(Paginafragment)
· · · ·
3.1.1 Nota Ruimte, ruimte voor ontwikkeling (2006)
In januari 2002 is deel 1 van de Vijfde Nota Ruimtelijke Ordening verschenen, deel 3 (de regeringsbeslissing) is in januari 2002 gereed gekomen. In mei 2005 en januari 2006 heeft de Tweede Kamer, respectievelijk de Eerste Kamer, ingestemd met deel 4 van de Nota Ruimte “ruimte voor ontwikkeling”. Met de bekendmaking van de Nota in de Staatscourant in februari 2006, is de nota formeel in werking getreden. In de Nota Ruimte is het nationaal ruimtelijk beleid vastgelegd tot 2020. Bovendien bevat het een doorkijk voor de periode 2020-2030. De Nota Ruimte vervangt de ruimtelijk relevante rijksnota’s c.q. de planologische kernbeslissingen (PKB’s) behorende bij de Vierde Nota over de Ruimtelijke Ordening Extra (en de Actualisering daarvan in de Vierde Nota Ruimtelijke Ordening (Vinac)) en het Structuurschema Groene Ruimte. De hierin vervatte ruimtelijke strategie wordt wat betreft verkeer en vervoer uitgewerkt in de separate PKB Nota Mobiliteit. De economische, ecologische en sociaal-culturele aspecten worden nader uitgewerkt in respectievelijk de 'Gebiedsgerichte Economische Perspectieven' en het 'Actieplan Bedrijventerreinen', de 'Agenda Vitaal Platteland' en het daarbij behorende Meerjarenprogramma 'Groene Ruimte' en het actieprogramma voor ruimte en cultuur.
Hoofddoel van het nationaal ruimtelijk beleid is ruimte te scheppen voor de verschillende ruimtevragende functies op het relatief beperkte oppervlak van Nederland. Meer specifiek richt het kabinet zich hierbij op vier algemene doelen:
- versterking van de internationale concurrentiepositie van Nederland;
- bevordering van krachtige steden en een vitaal platteland;
- borging en ontwikkeling van belangrijke (inter)nationale ruimtelijke waarden;
- borging van de veiligheid.
Met de Nota Ruimte heeft het kabinet gekozen voor een dynamisch, op ontwikkeling gericht, ruimtelijk beleid en een heldere verdeling van verantwoordelijkheden tussen het Rijk en de decentrale overheden. Hierbij wordt uitgegaan van het motto ‘decentraal wat kan, centraal wat moet’ en verschuift het accent van het stellen van ruimtelijke beperkingen naar het stimuleren van gewenste ontwikkelingen. Er wordt meer nadruk gelegd op 'ontwikkelingsplanologie' en minder op 'toelatingsplanologie'. Daarnaast is het landelijk beleid gericht op het optimaal benutten van het huidige bebouwde gebied.
· · · ·
(Overzicht rijen)
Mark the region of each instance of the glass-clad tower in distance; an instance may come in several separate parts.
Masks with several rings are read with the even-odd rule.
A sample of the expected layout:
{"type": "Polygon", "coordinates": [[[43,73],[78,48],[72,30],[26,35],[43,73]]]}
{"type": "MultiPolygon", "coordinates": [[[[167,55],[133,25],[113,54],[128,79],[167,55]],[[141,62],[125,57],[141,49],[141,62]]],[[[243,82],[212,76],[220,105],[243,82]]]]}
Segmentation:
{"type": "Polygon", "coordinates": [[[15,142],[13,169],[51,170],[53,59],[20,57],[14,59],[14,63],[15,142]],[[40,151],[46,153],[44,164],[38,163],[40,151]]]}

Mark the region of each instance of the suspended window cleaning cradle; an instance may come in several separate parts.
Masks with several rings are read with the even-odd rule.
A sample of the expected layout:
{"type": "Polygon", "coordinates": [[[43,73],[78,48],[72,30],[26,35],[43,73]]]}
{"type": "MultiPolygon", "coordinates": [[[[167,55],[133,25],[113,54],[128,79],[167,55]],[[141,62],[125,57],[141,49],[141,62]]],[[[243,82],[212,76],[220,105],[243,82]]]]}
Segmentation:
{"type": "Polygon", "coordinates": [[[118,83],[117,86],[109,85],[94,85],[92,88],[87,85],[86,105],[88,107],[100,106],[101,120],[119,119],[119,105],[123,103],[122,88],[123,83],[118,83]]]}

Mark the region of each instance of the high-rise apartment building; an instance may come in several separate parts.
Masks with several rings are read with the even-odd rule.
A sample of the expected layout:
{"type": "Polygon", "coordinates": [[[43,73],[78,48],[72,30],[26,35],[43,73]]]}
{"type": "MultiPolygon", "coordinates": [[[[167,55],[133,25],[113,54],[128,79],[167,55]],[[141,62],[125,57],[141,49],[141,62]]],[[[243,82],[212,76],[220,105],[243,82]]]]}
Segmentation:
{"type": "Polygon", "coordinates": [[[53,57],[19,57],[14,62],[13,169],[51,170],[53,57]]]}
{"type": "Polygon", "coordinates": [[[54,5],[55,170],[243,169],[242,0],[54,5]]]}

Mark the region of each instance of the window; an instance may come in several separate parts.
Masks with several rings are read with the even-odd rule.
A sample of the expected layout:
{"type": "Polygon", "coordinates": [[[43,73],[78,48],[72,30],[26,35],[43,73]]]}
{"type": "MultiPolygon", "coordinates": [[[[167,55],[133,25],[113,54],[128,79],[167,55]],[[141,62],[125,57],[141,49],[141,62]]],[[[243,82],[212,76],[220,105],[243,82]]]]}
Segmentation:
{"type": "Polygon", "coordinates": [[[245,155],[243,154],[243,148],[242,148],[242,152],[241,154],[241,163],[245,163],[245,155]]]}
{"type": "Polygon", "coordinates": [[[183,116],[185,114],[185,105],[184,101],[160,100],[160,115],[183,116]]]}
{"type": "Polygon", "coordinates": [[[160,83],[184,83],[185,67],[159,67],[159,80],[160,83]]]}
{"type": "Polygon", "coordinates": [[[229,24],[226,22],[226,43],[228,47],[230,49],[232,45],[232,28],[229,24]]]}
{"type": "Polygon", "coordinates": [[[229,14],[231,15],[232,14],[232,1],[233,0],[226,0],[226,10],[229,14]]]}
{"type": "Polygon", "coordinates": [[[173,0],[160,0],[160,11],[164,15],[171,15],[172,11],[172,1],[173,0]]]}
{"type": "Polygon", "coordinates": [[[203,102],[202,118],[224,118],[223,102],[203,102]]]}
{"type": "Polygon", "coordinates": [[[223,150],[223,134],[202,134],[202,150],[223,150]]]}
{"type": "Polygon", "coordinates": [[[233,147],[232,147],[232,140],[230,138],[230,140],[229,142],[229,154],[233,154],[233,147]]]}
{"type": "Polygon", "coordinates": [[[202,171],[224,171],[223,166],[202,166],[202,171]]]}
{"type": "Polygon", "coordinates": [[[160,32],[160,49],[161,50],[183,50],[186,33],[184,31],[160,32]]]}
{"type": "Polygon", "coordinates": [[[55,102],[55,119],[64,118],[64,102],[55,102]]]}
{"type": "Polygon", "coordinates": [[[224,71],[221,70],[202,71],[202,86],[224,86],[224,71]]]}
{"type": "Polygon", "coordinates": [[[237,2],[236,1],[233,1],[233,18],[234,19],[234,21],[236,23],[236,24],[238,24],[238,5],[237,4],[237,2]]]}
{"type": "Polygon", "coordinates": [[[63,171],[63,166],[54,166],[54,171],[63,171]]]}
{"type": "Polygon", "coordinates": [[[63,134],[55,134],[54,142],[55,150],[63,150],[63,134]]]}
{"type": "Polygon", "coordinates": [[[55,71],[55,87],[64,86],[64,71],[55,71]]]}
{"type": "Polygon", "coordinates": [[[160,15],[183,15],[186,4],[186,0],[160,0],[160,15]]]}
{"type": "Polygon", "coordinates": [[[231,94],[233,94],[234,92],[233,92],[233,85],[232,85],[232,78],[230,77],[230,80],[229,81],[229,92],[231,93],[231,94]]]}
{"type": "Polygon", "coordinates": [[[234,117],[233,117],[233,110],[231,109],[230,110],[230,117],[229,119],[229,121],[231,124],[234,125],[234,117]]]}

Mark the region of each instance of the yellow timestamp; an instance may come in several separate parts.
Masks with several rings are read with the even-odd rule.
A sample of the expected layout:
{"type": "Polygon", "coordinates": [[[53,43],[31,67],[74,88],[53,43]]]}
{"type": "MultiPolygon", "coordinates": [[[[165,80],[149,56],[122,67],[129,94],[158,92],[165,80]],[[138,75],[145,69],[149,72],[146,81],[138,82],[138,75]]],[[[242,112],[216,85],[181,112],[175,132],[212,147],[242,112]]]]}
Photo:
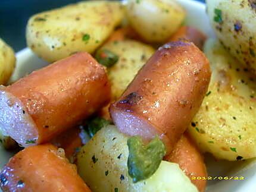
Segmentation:
{"type": "Polygon", "coordinates": [[[208,177],[191,177],[191,180],[244,180],[244,177],[238,176],[208,176],[208,177]]]}

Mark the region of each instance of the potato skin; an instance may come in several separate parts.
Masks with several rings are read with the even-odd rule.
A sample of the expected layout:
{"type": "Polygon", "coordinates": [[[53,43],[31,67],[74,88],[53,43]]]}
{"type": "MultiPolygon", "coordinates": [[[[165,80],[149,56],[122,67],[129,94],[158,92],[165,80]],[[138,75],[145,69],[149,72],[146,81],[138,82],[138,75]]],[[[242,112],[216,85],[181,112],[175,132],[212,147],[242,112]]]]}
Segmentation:
{"type": "Polygon", "coordinates": [[[212,77],[189,133],[203,152],[217,159],[256,157],[255,75],[216,40],[206,42],[205,52],[212,77]]]}
{"type": "Polygon", "coordinates": [[[166,42],[186,15],[180,5],[168,0],[129,0],[126,13],[131,26],[150,43],[166,42]]]}
{"type": "Polygon", "coordinates": [[[116,100],[121,95],[155,51],[151,46],[132,40],[107,43],[98,51],[102,49],[109,50],[118,56],[118,61],[108,68],[112,100],[116,100]]]}
{"type": "Polygon", "coordinates": [[[211,25],[220,42],[232,55],[244,66],[251,68],[255,73],[255,1],[207,0],[206,2],[211,25]]]}
{"type": "Polygon", "coordinates": [[[161,162],[151,177],[133,183],[127,166],[127,139],[115,126],[110,125],[102,128],[81,149],[77,156],[78,172],[92,191],[197,191],[177,164],[166,161],[161,162]]]}
{"type": "Polygon", "coordinates": [[[0,84],[5,84],[15,68],[14,52],[0,38],[0,84]]]}
{"type": "Polygon", "coordinates": [[[129,136],[148,140],[158,135],[168,155],[199,109],[210,76],[207,58],[193,43],[167,43],[111,105],[111,117],[129,136]]]}
{"type": "Polygon", "coordinates": [[[26,30],[27,43],[49,62],[74,52],[92,53],[121,22],[120,3],[85,1],[32,16],[26,30]]]}

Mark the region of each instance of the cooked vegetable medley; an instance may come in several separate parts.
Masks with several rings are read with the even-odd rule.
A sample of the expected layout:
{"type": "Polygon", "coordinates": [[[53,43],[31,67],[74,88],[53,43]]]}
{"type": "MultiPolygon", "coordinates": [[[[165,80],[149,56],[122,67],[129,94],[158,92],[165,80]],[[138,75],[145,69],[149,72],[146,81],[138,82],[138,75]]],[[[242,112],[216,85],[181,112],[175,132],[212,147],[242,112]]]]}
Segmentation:
{"type": "Polygon", "coordinates": [[[207,0],[217,39],[174,0],[38,13],[27,46],[52,64],[11,84],[0,39],[0,147],[18,152],[2,190],[203,192],[205,152],[256,158],[256,3],[245,2],[207,0]]]}

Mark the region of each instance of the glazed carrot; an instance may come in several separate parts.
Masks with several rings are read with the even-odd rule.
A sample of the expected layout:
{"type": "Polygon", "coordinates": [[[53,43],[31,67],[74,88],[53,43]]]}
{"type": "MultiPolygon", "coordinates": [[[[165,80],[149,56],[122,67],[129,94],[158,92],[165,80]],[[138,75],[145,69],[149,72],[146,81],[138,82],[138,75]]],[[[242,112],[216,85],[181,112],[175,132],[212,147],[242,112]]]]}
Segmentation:
{"type": "Polygon", "coordinates": [[[11,158],[0,172],[4,191],[90,191],[52,144],[26,148],[11,158]]]}
{"type": "Polygon", "coordinates": [[[72,157],[78,147],[83,144],[80,137],[81,130],[79,126],[70,128],[54,138],[51,143],[58,147],[65,150],[65,154],[68,159],[72,157]]]}
{"type": "Polygon", "coordinates": [[[205,34],[198,29],[189,26],[182,26],[171,37],[168,42],[185,39],[193,42],[202,50],[207,39],[207,37],[205,34]]]}
{"type": "Polygon", "coordinates": [[[208,59],[192,43],[166,44],[111,105],[111,117],[123,133],[145,140],[158,135],[168,155],[199,109],[210,76],[208,59]]]}
{"type": "Polygon", "coordinates": [[[139,35],[130,27],[120,28],[114,31],[107,40],[106,43],[132,39],[141,40],[139,35]]]}
{"type": "MultiPolygon", "coordinates": [[[[207,177],[202,156],[186,133],[164,160],[178,163],[191,180],[192,177],[207,177]]],[[[205,190],[206,181],[203,180],[191,180],[191,182],[201,192],[205,190]]]]}
{"type": "Polygon", "coordinates": [[[0,88],[4,134],[26,147],[50,141],[110,102],[104,68],[78,53],[0,88]]]}

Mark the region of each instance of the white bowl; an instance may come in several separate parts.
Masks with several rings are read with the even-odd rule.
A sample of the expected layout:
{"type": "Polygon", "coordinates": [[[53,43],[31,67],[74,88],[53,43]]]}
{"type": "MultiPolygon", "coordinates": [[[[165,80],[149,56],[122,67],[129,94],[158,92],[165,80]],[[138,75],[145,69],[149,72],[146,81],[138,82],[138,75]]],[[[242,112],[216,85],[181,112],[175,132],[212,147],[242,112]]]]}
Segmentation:
{"type": "MultiPolygon", "coordinates": [[[[208,37],[214,37],[204,4],[192,0],[177,0],[186,10],[186,23],[193,26],[208,37]]],[[[214,0],[212,0],[214,1],[214,0]]],[[[17,66],[10,82],[13,82],[35,70],[40,68],[47,64],[37,57],[29,48],[26,48],[16,54],[17,66]]],[[[0,146],[0,168],[6,163],[13,154],[4,150],[0,146]]],[[[205,156],[205,162],[209,176],[213,180],[216,177],[243,177],[243,180],[209,180],[207,182],[207,192],[240,192],[256,191],[256,163],[254,160],[227,162],[216,160],[210,155],[205,156]]]]}

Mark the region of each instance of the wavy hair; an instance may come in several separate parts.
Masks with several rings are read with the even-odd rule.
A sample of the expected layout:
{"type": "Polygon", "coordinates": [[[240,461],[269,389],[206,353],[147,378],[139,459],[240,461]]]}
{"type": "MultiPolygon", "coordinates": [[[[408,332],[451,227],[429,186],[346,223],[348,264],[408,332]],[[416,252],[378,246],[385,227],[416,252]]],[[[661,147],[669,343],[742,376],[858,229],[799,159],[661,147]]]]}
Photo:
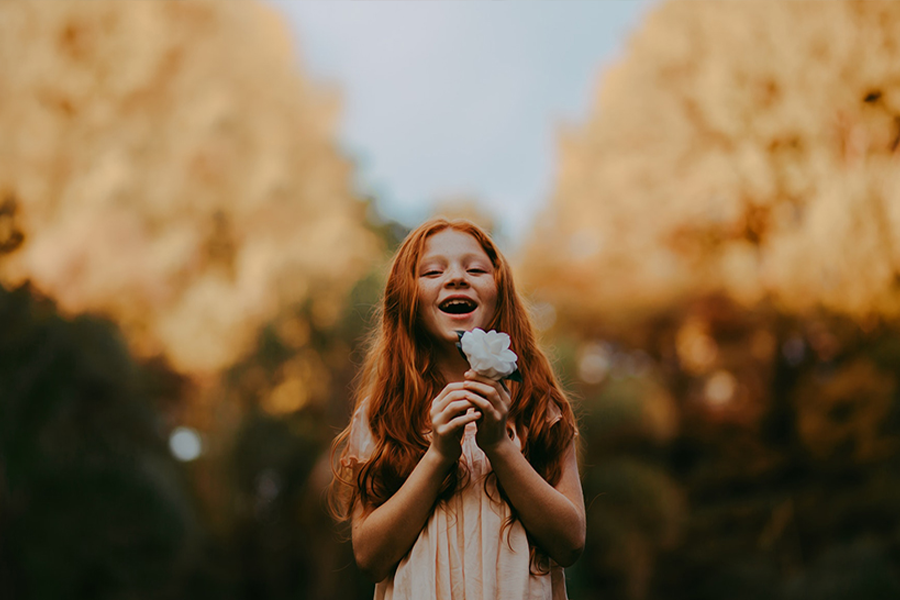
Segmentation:
{"type": "MultiPolygon", "coordinates": [[[[359,465],[354,477],[355,469],[346,460],[350,458],[347,449],[350,425],[332,445],[334,477],[329,500],[332,514],[339,521],[349,520],[357,503],[371,510],[390,498],[430,444],[427,435],[431,431],[431,400],[446,382],[436,364],[434,342],[419,322],[417,268],[429,236],[445,229],[474,237],[493,264],[497,302],[494,317],[485,329],[509,334],[523,378],[521,383],[507,382],[512,401],[509,419],[531,466],[550,485],[556,485],[562,474],[563,455],[575,435],[575,416],[549,360],[538,348],[531,319],[513,285],[509,264],[477,225],[466,220],[432,219],[410,232],[394,255],[376,326],[355,386],[354,412],[365,403],[374,438],[371,456],[359,465]],[[553,412],[551,404],[562,414],[555,423],[548,419],[548,414],[553,412]]],[[[438,500],[447,500],[466,485],[466,476],[462,466],[451,470],[438,500]]],[[[485,486],[487,489],[487,482],[485,486]]],[[[503,500],[507,500],[499,482],[497,489],[503,500]]],[[[511,524],[516,513],[512,505],[510,509],[511,524]]],[[[534,543],[531,547],[535,559],[534,543]]]]}

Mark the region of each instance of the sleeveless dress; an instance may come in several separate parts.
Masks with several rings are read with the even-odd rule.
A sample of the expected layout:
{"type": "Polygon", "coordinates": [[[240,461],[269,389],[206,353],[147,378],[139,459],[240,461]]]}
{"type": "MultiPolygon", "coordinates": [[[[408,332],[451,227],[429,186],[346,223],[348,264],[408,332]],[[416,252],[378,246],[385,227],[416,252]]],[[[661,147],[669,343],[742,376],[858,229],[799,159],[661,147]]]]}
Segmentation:
{"type": "MultiPolygon", "coordinates": [[[[353,415],[342,459],[354,473],[374,446],[366,408],[362,404],[353,415]]],[[[559,420],[559,409],[551,410],[551,422],[559,420]]],[[[551,561],[550,573],[532,575],[524,526],[516,521],[503,528],[509,505],[496,486],[495,499],[485,492],[491,464],[475,442],[476,431],[469,423],[463,433],[460,460],[469,469],[467,485],[435,507],[393,575],[376,584],[375,600],[566,600],[562,567],[551,561]]]]}

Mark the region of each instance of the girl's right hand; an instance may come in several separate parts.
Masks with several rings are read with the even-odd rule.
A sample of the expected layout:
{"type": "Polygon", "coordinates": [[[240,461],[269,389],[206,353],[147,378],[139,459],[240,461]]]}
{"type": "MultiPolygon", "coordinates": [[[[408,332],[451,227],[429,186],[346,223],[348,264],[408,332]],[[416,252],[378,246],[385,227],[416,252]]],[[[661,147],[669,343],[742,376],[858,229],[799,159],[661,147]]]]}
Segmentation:
{"type": "Polygon", "coordinates": [[[462,436],[466,425],[481,418],[474,409],[462,382],[448,383],[431,402],[431,449],[447,463],[455,463],[462,454],[462,436]],[[471,410],[470,410],[471,409],[471,410]]]}

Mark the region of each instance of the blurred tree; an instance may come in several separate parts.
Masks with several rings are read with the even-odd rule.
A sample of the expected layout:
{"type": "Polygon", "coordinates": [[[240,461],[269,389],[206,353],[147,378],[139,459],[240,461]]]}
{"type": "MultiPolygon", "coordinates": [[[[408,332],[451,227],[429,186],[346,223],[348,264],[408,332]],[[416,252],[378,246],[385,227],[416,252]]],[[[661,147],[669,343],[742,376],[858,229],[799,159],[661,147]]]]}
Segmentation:
{"type": "Polygon", "coordinates": [[[0,596],[169,598],[202,579],[157,407],[177,376],[161,385],[115,326],[64,319],[27,286],[0,287],[0,323],[0,596]]]}
{"type": "Polygon", "coordinates": [[[721,291],[900,316],[898,30],[890,1],[651,11],[563,136],[523,276],[567,314],[721,291]]]}
{"type": "Polygon", "coordinates": [[[564,134],[519,270],[583,398],[573,597],[900,594],[898,33],[665,3],[564,134]]]}
{"type": "Polygon", "coordinates": [[[257,2],[0,4],[0,282],[199,374],[345,293],[377,242],[294,56],[257,2]]]}

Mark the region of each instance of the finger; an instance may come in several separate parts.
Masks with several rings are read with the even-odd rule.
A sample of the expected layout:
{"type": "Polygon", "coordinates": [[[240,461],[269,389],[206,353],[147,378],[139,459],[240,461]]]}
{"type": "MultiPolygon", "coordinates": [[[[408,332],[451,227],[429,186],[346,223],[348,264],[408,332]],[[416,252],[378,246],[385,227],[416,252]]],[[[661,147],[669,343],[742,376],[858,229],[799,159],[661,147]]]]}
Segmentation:
{"type": "Polygon", "coordinates": [[[510,404],[509,394],[502,392],[498,388],[499,386],[486,385],[480,381],[466,382],[467,390],[486,398],[497,408],[497,410],[508,412],[510,404]]]}
{"type": "Polygon", "coordinates": [[[448,404],[459,398],[459,392],[462,390],[462,382],[447,384],[441,393],[431,401],[431,409],[441,412],[448,404]]]}
{"type": "Polygon", "coordinates": [[[497,410],[497,407],[490,400],[478,394],[469,394],[468,400],[483,414],[490,415],[492,420],[500,421],[503,419],[503,413],[497,410]]]}
{"type": "Polygon", "coordinates": [[[476,382],[476,383],[481,383],[483,385],[489,386],[492,389],[497,390],[497,394],[499,394],[500,397],[503,397],[504,394],[507,396],[509,395],[509,389],[506,387],[506,385],[503,383],[502,380],[497,381],[494,379],[490,379],[488,377],[484,377],[484,376],[476,373],[474,370],[470,370],[470,371],[466,372],[465,383],[469,383],[469,382],[476,382]]]}
{"type": "Polygon", "coordinates": [[[464,414],[459,415],[458,417],[451,419],[445,427],[451,428],[451,430],[455,430],[460,427],[465,427],[469,423],[474,423],[480,418],[480,410],[470,410],[465,412],[464,414]]]}
{"type": "Polygon", "coordinates": [[[458,414],[464,413],[470,408],[472,408],[472,402],[469,400],[469,398],[460,398],[459,400],[455,400],[445,406],[444,410],[442,410],[435,416],[435,420],[437,420],[439,423],[447,423],[458,414]]]}

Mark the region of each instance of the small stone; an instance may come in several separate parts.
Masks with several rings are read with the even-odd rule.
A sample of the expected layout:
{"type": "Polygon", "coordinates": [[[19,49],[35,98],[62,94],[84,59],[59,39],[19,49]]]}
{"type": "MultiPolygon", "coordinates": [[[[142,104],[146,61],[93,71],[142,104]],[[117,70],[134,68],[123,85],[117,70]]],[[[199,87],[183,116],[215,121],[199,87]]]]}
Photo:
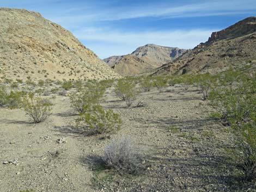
· · · ·
(Uit te voeren taken)
A - Herhaal woordelijk het deel van de tekst over de Nota Ruimte dat begint bij "Met de Nota" en eindigt bij "huidige bebouwde gebied.".
B - Verzamel elke regel uit de rijen waarin het woord "window" voorkomt en neem die regels ongewijzigd over. Let op het verschil tussen hoofdletters en kleine letters.
De tekst over de Nota Ruimte en de rijen hebben niets met elkaar te maken.

(Oplossingen)
A -
Met de Nota Ruimte heeft het kabinet gekozen voor een dynamisch, op ontwikkeling gericht, ruimtelijk beleid en een heldere verdeling van verantwoordelijkheden tussen het Rijk en de decentrale overheden. Hierbij wordt uitgegaan van het motto ‘decentraal wat kan, centraal wat moet’ en verschuift het accent van het stellen van ruimtelijke beperkingen naar het stimuleren van gewenste ontwikkelingen. Er wordt meer nadruk gelegd op 'ontwikkelingsplanologie' en minder op 'toelatingsplanologie'. Daarnaast is het landelijk beleid gericht op het optimaal benutten van het huidige bebouwde gebied.

B -
Mark the region of each instance of the suspended window cleaning cradle; an instance may come in several separate parts.
Mark the region of each instance of the window; an instance may come in several separate parts.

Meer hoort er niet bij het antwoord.